Поставленная задача 1> Повторите без изменений строки из блоков, идущих после текста, начиная со строки с «Reviewer note: every instance of the berry on» и заканчивая строкой с «214], [375, 230]]».

Текст документа>
Важнейшим признаком служилого характера московского общественно-государственного строя является такая специфическая его черта, как местничество. Места или ряды, бывшие предметом острых споров бояр, определялись относительным положением по службе одного боярского рода перед другим, так что родовая честь оказывалась неразрывно связанной со служебной. В идее «местнического отечества» – этого унаследованного от предков отношения по службе служилого лица и целой служебной фамилии к другим служилым лицам и фамилиям – В. О. Ключевский видел отражение понятия о боярстве как о «всеземском правительственном классе».

Сугубо государственно-служебное значение имело и московское крепостное право. Крестьяне в тот период прикреплялись к государству и сохраняли общегражданские права, а землевладельцы являлись как бы ответственными сборщиками казенных податей, обязанными платить их за беглых крестьян. По Уложению 1649 г. крепостной крестьянин был казенным тяглецом. В качестве такового он подлежал наделению земельным наделом и хозяйственным инвентарем. Он никоим образом не мог быть обезземелен, а его инвентарь, скот, деньги и всякий «домовой запас» не могли быть отняты. Крепостной имел право жаловаться на господские поборы и по суду возвращать незаконно отнятое имущество. Согласно Уложению, помещик, от побоев которого умирал крестьянин, подвергался смертной казни, а осиротевшая крестьянская семья обеспечивалась из имущества убийцы.

Русское законодательство исторически отличалось деликатным отношениям к области веры и мысли своих подданных, гораздо меньше вмешиваясь в эту область, чем власти в католической и протестантской Европе. Преступления против веры, разного рода ереси вообще на упоминаются в русских Судебниках и в минимальной мере, с осторожной краткостью очерчиваются в Уложении 1649 г. Интересно заметить, что в этом Уложении предусматривается наказание только за оскорбление Величества делом, но ничего не говорится о словесном оскорблении царя! Однако за лживое обвинение человека, за ложный донос тогдашняя власть наказывала подданных сурово, приравнивая клевету к убийству и грабежу.

Общественно-государственный строй Московской эпохи, со всеми его положительными и отрицательными чертами, являлся не столько следствием умышленного формирования правящим классом, сколько продуктом стихийного приспособления к давлению эмпирических обстоятельств. А обстоятельства становления великорусского общества были чрезвычайно трудными. По словам В. О. Ключевского, «оно складывалось тяжело и терпеливо. В продолжении 234 лет (1228–1462) Северная Русь вынесла 90 внутренних усобиц и до 160 внешних войн, при частых поветриях, неурожаях и неисчислимых пожарах. Выросшее среди внешних гроз и внутренних бед, быстро уничтожавших плоды многолетней кропотливой работы, оно чувствовало потребность в политическом сосредоточении своих неустроенных сил, в твердом государственном порядке, чтобы выйти из удельной неурядицы и татарского порабощения» 1.

Исходные данные>
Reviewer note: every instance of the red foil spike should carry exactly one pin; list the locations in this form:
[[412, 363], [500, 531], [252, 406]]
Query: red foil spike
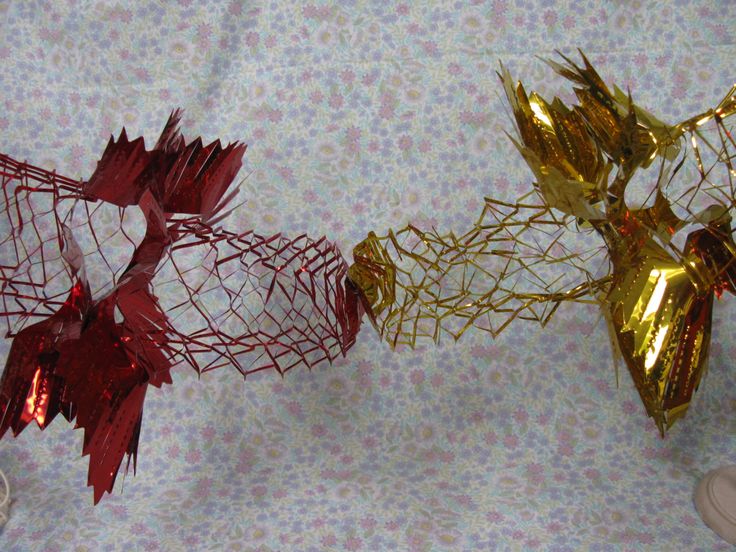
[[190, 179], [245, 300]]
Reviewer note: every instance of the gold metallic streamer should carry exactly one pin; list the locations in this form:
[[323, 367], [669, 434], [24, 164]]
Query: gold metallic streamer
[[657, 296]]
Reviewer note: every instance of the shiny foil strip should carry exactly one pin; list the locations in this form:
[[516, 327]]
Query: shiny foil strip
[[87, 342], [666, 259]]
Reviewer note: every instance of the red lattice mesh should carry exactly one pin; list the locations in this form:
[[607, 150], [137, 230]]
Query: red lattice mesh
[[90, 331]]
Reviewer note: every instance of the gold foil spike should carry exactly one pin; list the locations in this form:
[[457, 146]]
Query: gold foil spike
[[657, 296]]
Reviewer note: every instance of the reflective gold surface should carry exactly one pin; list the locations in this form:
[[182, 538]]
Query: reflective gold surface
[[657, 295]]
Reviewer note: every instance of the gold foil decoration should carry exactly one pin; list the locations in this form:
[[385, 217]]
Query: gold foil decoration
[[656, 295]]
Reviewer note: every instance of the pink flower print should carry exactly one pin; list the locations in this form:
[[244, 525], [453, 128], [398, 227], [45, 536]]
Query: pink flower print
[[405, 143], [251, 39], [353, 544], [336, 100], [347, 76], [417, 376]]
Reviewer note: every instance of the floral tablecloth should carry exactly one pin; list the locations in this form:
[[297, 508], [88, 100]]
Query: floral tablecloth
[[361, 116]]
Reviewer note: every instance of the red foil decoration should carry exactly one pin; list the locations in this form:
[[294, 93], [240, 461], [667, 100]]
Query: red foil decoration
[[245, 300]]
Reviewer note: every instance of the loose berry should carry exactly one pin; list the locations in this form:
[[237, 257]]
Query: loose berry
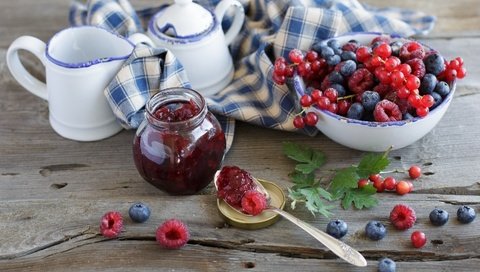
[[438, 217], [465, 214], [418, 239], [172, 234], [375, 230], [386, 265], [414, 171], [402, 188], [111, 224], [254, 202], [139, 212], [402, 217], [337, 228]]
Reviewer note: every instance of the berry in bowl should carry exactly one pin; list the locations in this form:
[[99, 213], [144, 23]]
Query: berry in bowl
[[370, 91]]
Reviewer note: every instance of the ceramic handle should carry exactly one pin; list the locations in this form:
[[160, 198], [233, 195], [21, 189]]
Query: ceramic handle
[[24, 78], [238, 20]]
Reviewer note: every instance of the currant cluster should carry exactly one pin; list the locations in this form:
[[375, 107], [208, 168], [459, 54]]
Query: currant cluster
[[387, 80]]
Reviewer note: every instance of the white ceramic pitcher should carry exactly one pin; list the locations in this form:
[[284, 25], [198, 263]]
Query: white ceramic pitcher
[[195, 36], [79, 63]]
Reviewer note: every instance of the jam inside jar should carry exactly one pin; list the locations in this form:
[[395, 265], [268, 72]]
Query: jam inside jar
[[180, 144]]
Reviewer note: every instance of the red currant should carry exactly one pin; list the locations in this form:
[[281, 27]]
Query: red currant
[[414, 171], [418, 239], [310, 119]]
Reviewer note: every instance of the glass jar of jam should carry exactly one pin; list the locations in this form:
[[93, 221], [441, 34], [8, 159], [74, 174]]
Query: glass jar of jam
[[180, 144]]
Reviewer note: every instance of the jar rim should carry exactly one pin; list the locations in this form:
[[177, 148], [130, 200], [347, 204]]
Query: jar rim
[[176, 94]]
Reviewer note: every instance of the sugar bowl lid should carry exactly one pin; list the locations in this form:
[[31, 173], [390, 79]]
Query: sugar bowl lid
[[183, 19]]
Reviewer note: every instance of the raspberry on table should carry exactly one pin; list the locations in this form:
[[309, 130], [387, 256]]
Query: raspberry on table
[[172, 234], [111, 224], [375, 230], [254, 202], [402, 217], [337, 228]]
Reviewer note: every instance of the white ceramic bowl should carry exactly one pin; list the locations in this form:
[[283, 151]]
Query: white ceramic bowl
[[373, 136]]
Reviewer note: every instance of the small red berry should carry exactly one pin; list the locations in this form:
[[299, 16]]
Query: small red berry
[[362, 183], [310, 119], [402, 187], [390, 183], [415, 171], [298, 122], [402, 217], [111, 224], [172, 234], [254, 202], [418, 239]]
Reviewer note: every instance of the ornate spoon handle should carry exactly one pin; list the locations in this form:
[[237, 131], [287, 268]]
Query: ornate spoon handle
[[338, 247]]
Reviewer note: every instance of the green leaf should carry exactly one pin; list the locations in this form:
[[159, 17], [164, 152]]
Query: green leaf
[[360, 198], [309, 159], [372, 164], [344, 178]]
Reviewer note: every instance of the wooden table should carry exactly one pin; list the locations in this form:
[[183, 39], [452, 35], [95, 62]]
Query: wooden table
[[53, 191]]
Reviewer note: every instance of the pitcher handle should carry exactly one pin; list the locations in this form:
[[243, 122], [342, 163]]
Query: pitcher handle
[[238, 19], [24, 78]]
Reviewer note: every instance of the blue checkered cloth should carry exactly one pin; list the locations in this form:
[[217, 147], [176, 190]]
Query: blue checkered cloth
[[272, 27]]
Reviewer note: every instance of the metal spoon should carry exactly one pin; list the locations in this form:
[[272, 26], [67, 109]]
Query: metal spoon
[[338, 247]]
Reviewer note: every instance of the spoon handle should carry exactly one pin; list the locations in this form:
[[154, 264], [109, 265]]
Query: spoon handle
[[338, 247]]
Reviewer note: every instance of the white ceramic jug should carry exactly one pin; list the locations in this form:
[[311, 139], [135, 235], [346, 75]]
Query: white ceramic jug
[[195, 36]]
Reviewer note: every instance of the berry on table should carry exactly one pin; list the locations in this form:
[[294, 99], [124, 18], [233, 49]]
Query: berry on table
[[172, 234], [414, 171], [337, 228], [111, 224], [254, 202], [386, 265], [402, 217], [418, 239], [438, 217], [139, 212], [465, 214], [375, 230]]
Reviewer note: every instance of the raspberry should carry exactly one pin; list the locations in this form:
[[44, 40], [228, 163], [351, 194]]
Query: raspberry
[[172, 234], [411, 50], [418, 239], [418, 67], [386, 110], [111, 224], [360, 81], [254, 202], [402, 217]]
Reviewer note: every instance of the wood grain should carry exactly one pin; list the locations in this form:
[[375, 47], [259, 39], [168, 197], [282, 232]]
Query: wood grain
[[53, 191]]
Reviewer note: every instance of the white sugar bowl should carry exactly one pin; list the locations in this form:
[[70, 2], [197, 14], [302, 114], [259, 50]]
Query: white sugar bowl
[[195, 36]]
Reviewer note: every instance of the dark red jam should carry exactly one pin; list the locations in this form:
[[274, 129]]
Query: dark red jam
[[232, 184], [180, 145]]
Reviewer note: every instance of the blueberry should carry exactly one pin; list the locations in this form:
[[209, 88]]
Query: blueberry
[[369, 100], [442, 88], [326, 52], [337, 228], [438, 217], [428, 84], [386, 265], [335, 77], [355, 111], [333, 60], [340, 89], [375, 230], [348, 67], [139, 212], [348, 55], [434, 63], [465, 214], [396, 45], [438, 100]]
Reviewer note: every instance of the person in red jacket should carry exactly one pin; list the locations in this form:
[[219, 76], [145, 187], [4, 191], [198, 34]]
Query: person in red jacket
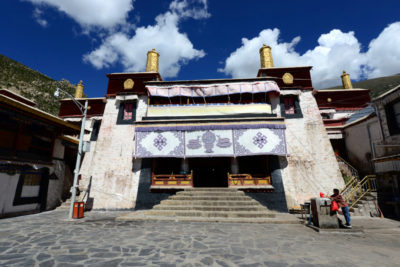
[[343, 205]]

---

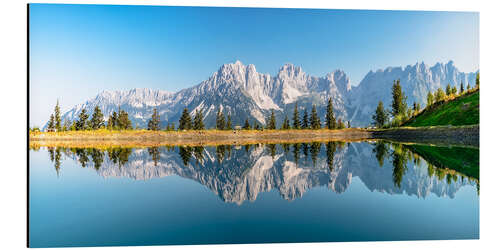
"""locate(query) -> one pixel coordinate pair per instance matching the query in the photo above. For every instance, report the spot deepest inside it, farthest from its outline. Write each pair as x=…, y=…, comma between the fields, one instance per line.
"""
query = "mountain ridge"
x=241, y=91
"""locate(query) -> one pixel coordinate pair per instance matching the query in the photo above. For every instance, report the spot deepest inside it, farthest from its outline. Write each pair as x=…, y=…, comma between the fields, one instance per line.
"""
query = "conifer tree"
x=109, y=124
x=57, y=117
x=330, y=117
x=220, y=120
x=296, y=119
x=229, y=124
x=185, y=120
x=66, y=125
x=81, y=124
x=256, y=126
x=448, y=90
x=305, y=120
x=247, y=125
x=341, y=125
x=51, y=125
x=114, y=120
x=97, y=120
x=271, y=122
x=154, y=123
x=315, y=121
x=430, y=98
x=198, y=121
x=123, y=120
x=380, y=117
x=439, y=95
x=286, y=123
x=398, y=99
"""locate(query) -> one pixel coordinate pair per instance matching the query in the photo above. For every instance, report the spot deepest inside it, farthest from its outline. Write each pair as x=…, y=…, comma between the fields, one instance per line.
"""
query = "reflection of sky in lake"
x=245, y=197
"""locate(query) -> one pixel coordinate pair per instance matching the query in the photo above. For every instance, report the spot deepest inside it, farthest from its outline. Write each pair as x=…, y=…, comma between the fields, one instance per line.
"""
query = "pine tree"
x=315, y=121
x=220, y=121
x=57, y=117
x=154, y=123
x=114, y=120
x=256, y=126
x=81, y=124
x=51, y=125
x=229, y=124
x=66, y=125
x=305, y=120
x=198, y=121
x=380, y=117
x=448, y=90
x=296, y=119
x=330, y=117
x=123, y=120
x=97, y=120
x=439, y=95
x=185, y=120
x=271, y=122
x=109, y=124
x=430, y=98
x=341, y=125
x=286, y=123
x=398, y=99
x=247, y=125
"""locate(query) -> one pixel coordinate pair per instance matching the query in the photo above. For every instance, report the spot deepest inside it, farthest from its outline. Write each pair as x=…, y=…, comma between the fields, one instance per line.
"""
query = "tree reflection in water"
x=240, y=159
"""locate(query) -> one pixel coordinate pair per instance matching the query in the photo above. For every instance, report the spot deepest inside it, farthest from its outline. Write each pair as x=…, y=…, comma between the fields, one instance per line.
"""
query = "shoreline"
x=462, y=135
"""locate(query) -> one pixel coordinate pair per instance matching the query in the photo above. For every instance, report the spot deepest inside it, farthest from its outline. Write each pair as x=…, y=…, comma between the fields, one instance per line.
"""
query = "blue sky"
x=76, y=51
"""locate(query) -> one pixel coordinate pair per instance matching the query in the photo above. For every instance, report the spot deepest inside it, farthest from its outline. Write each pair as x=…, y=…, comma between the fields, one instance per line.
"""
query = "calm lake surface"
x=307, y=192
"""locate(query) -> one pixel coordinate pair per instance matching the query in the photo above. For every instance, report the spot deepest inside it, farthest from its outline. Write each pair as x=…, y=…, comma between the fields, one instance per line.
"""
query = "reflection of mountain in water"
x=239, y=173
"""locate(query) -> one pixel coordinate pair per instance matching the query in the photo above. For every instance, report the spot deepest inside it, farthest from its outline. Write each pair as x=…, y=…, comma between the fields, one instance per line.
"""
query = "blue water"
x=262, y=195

* * *

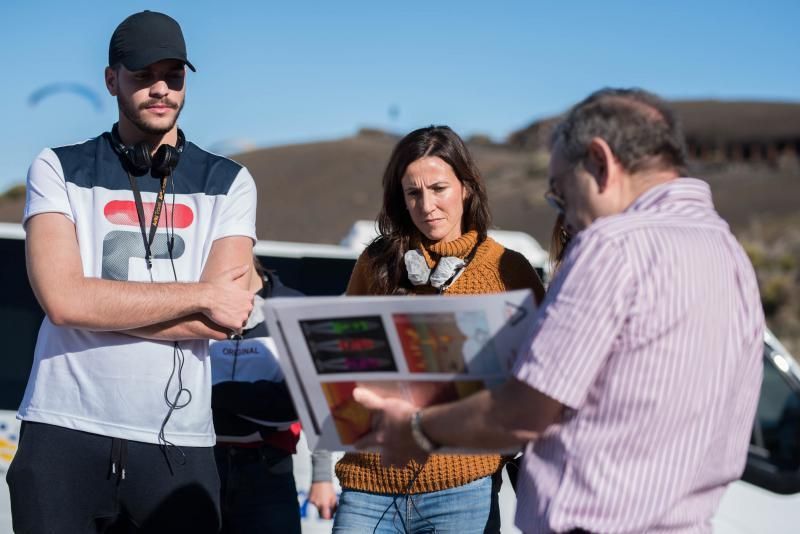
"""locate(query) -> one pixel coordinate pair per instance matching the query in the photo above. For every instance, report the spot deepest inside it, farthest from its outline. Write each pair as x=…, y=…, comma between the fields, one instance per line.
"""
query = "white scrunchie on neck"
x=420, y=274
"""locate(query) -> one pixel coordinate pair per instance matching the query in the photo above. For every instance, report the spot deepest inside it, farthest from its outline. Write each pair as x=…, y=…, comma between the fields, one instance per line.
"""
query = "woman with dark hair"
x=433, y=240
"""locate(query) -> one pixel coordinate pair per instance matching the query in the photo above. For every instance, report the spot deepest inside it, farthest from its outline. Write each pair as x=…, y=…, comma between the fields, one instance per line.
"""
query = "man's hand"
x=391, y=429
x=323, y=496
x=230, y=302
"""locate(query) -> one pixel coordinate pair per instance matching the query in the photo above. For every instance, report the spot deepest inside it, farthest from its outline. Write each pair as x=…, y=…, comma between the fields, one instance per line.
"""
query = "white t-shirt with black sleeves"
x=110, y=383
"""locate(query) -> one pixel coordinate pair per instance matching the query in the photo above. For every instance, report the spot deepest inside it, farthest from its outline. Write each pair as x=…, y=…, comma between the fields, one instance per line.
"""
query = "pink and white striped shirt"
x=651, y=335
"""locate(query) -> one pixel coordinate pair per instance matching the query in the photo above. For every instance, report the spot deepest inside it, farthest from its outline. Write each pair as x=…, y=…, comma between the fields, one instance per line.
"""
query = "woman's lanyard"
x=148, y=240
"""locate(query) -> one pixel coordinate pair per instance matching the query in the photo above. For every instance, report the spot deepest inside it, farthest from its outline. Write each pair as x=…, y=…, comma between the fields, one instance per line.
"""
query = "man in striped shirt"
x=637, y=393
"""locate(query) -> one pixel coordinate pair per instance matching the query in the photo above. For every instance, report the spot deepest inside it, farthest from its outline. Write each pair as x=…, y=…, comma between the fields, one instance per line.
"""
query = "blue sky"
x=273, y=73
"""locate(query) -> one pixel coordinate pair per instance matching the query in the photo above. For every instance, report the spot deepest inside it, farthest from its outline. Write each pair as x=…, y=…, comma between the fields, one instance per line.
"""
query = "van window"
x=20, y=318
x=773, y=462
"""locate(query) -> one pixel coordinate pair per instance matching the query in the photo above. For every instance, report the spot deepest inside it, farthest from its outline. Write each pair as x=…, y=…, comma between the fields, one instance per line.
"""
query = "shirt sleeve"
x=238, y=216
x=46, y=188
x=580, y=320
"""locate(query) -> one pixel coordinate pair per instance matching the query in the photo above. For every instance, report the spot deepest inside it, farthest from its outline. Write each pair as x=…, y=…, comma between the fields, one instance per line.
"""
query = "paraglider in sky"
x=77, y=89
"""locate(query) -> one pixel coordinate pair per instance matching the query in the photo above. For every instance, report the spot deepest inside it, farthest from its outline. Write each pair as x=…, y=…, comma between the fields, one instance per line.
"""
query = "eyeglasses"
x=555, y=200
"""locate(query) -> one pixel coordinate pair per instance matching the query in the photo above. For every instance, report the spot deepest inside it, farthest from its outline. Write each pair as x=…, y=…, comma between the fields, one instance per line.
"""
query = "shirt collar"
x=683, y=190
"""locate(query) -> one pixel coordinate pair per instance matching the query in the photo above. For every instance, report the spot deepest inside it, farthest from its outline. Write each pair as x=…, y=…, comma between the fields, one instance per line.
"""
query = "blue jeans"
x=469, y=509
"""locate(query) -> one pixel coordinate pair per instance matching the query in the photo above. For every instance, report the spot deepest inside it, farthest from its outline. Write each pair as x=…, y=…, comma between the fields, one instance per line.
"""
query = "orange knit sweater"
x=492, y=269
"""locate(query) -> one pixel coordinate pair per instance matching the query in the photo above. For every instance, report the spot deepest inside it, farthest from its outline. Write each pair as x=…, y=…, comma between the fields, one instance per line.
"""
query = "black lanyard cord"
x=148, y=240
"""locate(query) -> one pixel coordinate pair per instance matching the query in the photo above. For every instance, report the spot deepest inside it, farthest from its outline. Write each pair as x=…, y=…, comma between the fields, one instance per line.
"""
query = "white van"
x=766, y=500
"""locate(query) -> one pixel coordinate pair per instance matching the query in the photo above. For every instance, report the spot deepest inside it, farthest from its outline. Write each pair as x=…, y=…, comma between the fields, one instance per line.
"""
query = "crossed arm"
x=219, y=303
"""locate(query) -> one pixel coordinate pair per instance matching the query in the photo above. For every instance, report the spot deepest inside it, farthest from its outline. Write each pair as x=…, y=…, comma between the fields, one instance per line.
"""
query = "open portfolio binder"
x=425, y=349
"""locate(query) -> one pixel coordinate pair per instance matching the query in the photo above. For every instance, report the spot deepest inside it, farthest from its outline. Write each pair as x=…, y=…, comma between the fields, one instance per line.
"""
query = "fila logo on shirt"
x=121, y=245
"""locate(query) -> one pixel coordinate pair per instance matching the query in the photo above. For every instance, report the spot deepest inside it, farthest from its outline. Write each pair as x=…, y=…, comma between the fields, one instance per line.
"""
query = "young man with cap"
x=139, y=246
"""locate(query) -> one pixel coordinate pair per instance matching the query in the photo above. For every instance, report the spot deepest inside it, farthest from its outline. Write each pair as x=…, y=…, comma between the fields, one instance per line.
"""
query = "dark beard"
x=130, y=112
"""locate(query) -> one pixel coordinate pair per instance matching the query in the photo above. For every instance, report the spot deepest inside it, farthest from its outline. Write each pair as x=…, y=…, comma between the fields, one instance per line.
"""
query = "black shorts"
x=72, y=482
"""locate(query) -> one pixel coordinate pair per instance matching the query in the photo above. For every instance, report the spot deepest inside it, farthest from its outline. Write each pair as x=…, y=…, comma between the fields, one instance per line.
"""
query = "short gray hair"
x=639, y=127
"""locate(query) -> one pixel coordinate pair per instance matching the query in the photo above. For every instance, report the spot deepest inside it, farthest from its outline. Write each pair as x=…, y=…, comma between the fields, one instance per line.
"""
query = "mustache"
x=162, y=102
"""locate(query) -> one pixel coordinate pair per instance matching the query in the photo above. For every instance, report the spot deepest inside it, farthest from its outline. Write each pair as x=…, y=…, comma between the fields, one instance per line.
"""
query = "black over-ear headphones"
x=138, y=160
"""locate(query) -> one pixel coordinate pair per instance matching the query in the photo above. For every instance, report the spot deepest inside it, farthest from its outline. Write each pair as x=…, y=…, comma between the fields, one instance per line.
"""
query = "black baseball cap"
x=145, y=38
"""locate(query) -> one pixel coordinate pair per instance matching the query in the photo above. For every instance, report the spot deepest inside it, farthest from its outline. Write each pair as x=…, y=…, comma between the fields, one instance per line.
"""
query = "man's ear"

Поставленная задача 2> Какое наказание, согласно тексту о московском общественно-государственном строе, грозило по Уложению 1649 г. помещику, от побоев которого умирал крестьянин?

Правильный ответ 1>
Reviewer note: every instance of the berry on table should carry exactly one pin; list the locations in this form:
[[294, 99], [124, 18], [233, 49]]
Query: berry on table
[[172, 234], [414, 171], [337, 228], [111, 224], [254, 202], [386, 265], [402, 217], [418, 239], [438, 217], [139, 212], [465, 214], [375, 230]]

Правильный ответ 2> Смертная казнь.